Your task >>
Locate every line in the entries below that contains the word "grass" and copy each of those lines. Case counts.

Data to process >>
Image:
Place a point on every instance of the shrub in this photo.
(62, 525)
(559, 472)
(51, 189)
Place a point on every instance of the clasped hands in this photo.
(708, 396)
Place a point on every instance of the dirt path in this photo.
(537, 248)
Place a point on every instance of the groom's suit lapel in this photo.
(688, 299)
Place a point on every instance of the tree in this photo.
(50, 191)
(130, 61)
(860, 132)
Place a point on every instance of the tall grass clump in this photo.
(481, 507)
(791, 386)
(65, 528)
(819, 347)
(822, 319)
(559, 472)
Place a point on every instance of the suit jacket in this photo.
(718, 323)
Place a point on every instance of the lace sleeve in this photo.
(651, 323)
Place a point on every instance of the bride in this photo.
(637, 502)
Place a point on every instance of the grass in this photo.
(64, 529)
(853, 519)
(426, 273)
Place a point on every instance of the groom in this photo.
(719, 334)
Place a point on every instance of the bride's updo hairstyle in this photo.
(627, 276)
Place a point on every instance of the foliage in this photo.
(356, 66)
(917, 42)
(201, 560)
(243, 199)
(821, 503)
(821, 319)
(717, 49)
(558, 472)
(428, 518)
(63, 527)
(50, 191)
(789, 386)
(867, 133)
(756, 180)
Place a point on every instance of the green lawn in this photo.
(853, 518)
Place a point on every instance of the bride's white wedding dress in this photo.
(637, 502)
...
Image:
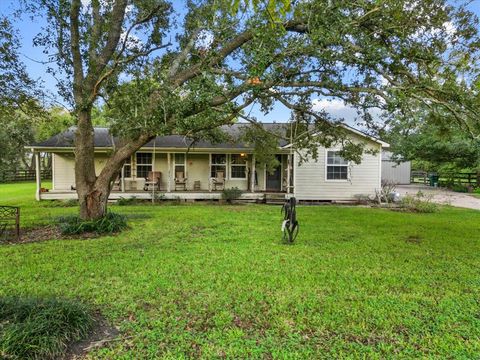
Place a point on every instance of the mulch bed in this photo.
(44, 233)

Answer for this exercise >>
Place a point on every instance of the tall grass clump in this photo.
Place a point on every instance of the grass in this photo.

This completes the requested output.